• _Task statement_
Emit a verbatim copy of the lines running from the line with "Place one point per instance of the white notebook." through the end of the material below.

(Point placement records)

--------

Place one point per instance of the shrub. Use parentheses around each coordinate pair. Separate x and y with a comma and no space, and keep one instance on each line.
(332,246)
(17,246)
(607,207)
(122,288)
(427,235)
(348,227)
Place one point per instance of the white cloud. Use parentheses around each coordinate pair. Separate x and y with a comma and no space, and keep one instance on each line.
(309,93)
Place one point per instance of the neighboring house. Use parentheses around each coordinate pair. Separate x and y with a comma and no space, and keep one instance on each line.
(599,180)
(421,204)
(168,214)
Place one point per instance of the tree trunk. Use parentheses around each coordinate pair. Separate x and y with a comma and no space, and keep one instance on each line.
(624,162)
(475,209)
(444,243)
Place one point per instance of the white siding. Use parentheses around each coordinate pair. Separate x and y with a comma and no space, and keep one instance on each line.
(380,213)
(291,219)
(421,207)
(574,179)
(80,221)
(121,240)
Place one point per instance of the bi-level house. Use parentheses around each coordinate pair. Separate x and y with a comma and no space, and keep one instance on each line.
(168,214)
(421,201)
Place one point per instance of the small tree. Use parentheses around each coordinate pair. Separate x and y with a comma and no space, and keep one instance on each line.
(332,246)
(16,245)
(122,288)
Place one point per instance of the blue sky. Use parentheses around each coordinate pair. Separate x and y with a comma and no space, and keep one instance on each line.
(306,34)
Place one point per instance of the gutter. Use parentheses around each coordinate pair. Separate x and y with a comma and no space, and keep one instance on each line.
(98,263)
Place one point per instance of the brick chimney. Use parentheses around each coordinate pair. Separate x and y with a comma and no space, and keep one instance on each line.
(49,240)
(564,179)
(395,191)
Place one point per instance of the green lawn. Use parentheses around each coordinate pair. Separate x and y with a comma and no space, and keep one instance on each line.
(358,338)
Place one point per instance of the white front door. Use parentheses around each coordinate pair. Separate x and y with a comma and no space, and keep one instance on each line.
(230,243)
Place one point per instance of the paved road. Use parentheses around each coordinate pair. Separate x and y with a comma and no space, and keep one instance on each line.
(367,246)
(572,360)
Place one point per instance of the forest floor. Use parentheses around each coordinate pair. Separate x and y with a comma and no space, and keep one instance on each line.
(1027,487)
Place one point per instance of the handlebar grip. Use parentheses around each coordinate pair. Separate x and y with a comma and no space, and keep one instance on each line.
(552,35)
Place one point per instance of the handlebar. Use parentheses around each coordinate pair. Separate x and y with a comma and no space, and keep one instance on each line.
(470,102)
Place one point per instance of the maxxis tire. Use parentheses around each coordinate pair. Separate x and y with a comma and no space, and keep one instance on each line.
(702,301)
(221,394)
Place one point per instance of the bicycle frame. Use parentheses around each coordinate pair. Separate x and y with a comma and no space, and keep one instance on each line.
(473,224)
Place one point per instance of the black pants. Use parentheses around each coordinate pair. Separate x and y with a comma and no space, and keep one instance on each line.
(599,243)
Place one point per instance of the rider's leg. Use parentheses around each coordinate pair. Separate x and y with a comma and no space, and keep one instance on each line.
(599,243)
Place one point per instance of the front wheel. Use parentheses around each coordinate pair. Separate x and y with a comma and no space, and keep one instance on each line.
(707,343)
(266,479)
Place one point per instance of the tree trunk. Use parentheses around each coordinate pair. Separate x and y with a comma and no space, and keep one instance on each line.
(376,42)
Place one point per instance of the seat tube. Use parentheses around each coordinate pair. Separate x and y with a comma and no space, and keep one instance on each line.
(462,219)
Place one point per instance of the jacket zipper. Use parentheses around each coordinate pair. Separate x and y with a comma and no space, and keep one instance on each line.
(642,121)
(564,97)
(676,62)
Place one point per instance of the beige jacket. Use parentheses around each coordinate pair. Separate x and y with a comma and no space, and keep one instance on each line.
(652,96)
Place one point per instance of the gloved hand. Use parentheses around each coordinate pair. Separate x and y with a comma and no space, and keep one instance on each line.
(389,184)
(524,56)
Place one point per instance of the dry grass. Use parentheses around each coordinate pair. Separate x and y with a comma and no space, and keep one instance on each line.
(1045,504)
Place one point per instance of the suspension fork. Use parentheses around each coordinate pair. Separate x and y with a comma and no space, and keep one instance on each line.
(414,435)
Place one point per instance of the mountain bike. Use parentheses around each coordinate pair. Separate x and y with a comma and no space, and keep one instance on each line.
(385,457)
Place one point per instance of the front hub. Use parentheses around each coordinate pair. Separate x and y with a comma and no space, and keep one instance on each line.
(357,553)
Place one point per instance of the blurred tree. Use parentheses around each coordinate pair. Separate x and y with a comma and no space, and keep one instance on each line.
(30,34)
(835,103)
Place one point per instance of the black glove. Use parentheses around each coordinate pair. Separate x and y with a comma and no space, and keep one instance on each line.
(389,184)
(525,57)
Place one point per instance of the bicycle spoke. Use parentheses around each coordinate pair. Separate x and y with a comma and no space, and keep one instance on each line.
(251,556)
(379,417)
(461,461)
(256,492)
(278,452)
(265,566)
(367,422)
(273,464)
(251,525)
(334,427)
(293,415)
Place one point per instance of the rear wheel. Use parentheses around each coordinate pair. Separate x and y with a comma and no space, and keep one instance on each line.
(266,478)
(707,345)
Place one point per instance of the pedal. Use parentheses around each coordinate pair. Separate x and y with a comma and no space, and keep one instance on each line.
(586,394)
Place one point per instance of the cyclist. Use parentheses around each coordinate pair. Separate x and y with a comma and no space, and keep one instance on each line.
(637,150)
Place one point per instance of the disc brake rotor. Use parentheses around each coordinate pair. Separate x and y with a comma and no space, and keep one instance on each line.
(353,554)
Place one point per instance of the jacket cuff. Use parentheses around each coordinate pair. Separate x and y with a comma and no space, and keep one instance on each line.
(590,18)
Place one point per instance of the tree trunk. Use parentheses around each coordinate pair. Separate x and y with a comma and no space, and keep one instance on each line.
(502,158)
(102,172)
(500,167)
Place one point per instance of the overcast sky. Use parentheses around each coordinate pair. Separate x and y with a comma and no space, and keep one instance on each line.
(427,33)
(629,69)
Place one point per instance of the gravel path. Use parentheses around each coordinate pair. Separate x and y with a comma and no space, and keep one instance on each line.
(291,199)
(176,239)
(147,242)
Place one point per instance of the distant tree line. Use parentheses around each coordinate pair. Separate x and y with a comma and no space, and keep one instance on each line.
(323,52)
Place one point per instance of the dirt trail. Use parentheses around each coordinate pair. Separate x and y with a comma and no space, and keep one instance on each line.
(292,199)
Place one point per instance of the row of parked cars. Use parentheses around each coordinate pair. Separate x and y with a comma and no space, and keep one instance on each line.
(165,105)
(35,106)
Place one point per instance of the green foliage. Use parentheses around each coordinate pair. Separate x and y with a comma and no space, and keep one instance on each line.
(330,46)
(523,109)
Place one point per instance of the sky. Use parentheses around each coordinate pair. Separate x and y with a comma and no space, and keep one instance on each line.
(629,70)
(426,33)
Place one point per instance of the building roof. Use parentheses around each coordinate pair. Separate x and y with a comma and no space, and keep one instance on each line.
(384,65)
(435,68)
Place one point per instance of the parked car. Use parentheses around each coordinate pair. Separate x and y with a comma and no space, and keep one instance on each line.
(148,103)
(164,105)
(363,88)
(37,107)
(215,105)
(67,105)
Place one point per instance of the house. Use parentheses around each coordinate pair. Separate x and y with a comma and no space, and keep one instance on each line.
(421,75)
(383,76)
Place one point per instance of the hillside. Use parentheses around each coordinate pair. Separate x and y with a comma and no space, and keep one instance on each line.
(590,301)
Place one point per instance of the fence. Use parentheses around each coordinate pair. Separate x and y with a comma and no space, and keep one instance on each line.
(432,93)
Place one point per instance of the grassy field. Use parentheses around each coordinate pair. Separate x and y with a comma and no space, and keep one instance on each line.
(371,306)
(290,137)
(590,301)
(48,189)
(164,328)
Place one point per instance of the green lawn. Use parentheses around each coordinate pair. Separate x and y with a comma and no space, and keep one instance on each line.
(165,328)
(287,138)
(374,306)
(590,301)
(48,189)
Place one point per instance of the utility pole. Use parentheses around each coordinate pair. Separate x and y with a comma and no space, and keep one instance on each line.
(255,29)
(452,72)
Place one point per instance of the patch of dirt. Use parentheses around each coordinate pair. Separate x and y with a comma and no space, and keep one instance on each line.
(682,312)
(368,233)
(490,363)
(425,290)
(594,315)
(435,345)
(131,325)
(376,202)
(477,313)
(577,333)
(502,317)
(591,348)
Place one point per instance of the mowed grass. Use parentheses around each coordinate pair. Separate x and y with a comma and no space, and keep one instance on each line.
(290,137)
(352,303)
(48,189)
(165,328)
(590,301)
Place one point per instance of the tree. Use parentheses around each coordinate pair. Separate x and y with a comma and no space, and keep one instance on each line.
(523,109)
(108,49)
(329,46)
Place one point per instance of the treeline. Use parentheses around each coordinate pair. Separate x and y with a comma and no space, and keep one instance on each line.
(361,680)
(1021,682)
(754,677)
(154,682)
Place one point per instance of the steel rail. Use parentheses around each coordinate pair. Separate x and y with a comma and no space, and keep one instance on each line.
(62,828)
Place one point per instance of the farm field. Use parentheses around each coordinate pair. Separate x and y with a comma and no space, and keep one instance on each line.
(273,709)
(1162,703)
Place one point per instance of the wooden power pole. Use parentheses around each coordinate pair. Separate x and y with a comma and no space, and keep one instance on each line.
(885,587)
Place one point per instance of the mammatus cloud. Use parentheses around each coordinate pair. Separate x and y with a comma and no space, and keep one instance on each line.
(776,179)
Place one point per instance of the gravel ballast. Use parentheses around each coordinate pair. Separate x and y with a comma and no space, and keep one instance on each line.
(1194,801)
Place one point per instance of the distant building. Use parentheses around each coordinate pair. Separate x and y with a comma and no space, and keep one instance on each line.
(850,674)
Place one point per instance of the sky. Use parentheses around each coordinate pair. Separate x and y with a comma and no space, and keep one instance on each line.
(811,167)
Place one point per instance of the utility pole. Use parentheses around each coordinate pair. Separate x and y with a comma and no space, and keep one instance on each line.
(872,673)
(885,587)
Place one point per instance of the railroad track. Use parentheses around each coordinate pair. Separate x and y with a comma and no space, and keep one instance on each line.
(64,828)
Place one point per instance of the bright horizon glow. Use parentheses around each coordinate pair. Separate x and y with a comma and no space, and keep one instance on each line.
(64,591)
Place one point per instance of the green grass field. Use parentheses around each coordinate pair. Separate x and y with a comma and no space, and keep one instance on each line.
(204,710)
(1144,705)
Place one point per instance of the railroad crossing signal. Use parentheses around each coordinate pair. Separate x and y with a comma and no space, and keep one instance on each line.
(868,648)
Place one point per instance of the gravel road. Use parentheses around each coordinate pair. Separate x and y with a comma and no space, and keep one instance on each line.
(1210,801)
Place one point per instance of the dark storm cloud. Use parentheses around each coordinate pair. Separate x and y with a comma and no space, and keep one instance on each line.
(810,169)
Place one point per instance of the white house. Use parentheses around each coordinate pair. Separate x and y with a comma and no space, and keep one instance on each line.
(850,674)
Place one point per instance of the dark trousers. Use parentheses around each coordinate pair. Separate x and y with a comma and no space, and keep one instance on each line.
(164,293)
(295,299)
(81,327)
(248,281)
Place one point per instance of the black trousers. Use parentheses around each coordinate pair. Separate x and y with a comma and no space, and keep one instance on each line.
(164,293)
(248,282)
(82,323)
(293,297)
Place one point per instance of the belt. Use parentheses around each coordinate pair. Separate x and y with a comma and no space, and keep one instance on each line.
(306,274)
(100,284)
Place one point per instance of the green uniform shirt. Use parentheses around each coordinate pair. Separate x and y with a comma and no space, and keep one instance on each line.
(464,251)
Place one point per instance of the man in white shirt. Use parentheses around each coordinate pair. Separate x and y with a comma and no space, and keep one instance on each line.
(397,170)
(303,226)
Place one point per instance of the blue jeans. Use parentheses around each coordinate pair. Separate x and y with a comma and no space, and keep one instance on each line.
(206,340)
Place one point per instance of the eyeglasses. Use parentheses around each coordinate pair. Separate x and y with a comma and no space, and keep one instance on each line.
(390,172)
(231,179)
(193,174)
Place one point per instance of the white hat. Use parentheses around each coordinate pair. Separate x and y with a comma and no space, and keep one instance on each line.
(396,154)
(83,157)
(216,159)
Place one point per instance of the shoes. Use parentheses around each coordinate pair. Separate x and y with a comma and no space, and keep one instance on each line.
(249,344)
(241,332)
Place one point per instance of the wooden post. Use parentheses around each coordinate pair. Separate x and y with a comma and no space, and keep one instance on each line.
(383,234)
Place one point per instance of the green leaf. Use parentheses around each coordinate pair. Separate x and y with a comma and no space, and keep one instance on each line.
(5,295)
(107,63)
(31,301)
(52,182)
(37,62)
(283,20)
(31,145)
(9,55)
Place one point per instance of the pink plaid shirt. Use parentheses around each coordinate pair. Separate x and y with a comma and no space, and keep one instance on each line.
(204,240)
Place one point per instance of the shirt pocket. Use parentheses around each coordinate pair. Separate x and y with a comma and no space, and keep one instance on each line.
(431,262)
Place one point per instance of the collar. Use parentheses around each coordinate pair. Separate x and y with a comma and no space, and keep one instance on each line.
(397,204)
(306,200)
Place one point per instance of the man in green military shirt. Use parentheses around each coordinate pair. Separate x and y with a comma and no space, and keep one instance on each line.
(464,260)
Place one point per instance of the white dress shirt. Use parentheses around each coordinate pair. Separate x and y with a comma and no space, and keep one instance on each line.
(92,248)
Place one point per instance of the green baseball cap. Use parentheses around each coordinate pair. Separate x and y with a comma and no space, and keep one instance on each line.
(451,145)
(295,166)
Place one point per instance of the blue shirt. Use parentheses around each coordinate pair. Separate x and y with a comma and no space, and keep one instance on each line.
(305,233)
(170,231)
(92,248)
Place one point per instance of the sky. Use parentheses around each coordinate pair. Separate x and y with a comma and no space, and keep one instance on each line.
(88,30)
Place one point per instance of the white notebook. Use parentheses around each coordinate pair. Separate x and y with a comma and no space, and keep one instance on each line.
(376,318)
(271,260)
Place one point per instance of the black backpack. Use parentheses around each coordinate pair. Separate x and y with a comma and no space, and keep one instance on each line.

--------

• _Result_
Place one point per instance of the white notebook. Use parentheses around each coordinate pair. Separate x and y with a comma and no space, and keep one instance on each line.
(376,318)
(271,260)
Place one point per instance of the black backpack. Use parentheses around each coordinate pair. Separate x and y with a comma and no space, and keep one instance on each line.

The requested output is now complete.